### Task directions
Give the lines from the start through the line with "left=379, top=812, right=435, bottom=850" again with "Query string" changed to "Search term" and everything else left as it is. Give only those lines.

### Records for this exercise
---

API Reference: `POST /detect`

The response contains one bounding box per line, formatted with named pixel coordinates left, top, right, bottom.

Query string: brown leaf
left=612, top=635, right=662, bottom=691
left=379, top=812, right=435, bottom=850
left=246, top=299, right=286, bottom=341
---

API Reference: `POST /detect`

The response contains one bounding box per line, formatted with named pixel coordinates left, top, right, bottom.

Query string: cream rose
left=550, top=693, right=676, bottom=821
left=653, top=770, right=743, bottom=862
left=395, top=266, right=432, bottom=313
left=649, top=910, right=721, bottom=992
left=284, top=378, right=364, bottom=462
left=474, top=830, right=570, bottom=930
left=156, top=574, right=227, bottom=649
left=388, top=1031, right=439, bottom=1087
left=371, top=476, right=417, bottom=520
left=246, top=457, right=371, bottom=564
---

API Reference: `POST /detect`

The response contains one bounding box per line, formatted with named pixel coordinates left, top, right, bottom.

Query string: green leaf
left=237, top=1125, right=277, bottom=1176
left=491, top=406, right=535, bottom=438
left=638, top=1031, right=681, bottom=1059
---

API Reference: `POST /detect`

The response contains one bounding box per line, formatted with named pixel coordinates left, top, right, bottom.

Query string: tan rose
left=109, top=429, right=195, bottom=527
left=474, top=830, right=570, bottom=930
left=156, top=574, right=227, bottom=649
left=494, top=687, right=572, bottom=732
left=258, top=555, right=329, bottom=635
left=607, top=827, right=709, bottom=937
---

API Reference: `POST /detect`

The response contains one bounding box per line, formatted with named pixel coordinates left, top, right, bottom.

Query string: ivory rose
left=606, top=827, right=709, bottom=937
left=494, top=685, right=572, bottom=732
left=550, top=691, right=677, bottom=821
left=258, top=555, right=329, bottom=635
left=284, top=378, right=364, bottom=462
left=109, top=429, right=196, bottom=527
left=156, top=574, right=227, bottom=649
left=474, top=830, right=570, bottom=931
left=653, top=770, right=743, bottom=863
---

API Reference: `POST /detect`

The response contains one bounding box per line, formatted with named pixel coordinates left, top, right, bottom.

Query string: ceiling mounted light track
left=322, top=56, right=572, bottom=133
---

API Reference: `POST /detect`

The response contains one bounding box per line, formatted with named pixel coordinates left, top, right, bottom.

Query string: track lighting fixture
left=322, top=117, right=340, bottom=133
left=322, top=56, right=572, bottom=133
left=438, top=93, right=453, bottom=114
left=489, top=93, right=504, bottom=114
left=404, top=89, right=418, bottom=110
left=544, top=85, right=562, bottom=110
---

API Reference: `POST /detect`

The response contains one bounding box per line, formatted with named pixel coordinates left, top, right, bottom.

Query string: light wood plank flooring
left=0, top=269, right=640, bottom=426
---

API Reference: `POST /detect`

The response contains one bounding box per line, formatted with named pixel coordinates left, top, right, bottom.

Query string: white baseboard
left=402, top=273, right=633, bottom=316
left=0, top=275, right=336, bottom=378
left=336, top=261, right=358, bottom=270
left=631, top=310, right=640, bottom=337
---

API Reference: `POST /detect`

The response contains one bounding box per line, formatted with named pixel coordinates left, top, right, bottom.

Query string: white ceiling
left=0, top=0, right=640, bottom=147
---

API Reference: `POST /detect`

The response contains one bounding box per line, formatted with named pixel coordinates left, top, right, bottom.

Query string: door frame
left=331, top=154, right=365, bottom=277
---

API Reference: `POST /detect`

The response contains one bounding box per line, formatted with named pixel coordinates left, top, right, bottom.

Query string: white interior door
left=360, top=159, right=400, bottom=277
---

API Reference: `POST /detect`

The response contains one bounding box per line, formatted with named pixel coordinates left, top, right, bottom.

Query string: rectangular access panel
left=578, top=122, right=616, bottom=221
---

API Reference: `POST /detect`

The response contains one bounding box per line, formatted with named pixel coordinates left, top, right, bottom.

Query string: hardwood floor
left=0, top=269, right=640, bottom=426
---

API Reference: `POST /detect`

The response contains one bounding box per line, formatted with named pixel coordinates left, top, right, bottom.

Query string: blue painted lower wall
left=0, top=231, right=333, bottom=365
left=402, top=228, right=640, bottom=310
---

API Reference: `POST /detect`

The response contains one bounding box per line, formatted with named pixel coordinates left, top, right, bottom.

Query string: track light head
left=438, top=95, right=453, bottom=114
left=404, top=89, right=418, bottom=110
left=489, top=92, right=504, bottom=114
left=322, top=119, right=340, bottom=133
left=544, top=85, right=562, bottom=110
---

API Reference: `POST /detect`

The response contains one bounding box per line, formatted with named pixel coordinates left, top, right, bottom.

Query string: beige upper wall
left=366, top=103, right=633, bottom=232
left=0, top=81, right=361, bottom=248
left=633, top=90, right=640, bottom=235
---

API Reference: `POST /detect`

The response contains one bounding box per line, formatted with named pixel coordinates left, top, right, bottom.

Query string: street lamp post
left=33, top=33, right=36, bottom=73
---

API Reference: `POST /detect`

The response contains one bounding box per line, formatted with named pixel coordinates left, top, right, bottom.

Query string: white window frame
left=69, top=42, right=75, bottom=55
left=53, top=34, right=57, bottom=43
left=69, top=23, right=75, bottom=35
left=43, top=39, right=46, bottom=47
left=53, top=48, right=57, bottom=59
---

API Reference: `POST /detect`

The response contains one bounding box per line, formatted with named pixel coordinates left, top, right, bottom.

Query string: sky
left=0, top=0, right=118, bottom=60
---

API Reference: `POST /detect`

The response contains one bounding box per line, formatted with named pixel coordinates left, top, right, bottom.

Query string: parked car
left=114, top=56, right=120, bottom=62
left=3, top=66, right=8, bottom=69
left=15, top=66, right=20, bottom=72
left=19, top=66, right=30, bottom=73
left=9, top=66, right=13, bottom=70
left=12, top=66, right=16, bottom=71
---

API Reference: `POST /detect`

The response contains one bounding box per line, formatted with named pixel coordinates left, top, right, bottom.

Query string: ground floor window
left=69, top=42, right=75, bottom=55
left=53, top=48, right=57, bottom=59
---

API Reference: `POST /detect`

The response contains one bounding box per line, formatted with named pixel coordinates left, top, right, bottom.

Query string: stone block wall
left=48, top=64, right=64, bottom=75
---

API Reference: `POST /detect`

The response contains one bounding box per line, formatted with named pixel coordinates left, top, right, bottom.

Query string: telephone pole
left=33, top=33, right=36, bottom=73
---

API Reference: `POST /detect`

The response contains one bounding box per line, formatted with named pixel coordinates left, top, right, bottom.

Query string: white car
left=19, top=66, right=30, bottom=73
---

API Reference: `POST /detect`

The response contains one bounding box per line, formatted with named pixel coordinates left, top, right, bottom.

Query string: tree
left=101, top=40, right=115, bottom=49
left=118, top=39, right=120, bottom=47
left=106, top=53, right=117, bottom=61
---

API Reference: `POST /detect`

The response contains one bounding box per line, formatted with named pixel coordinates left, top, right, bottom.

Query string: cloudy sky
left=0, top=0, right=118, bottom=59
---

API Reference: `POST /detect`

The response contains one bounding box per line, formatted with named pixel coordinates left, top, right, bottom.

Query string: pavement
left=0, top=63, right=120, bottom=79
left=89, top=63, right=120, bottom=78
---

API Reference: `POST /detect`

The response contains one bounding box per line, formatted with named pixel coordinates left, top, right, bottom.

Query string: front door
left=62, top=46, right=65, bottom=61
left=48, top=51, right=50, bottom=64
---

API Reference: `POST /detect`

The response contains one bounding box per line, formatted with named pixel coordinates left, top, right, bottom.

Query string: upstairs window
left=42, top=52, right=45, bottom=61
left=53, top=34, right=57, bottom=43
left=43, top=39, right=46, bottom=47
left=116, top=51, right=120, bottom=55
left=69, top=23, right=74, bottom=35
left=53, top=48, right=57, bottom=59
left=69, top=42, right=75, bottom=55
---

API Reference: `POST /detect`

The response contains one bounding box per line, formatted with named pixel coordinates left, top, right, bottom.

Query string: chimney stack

### Written response
---

API Reference: `POST /detect`

The response contains one bounding box per line, formatted with named pixel coordinates left, top, right, bottom.

Search term: brown leaf
left=612, top=635, right=662, bottom=691
left=379, top=812, right=435, bottom=850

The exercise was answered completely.